* About this exercise:
Would you please copy all of the data exactly, skipping the images?
+++ Material shown +++
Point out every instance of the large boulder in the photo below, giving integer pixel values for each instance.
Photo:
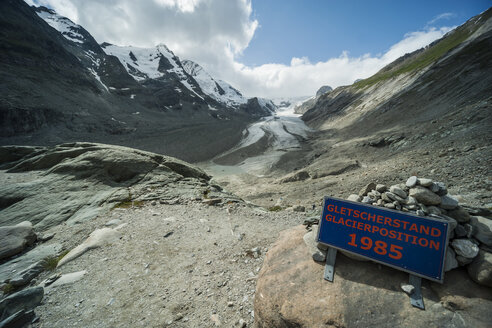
(14, 239)
(16, 309)
(480, 269)
(482, 229)
(425, 196)
(291, 292)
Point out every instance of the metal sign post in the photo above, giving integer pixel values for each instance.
(330, 264)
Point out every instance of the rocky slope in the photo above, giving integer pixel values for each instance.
(428, 113)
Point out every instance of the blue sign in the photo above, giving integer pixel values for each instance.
(401, 240)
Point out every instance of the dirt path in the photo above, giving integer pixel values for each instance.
(188, 265)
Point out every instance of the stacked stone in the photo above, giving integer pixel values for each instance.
(470, 236)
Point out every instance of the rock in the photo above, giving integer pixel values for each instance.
+++
* Response below:
Point out every instance of the large boulder in the photo below, giving integer pixel values for each instance.
Photo:
(14, 239)
(16, 309)
(480, 269)
(482, 229)
(425, 196)
(291, 292)
Point out every instance of the metal sign post in the photo above, giving integer pixel values for each instance.
(330, 264)
Point out every instance of the rocky slope in the photo above, giving integer pixel values for each instance.
(428, 113)
Point out every instance of the blue sign in the photo above, giving integer pixel values for each instance.
(401, 240)
Point out every instance of the dirt path in the photo above, giving integer pixel values for each instance.
(188, 265)
Point out every instance of the stacked stone in the photo above, giving integer pixel values for each instance.
(470, 236)
Point out every instance of the rock in the photo above, giving integer pixel values for each instance.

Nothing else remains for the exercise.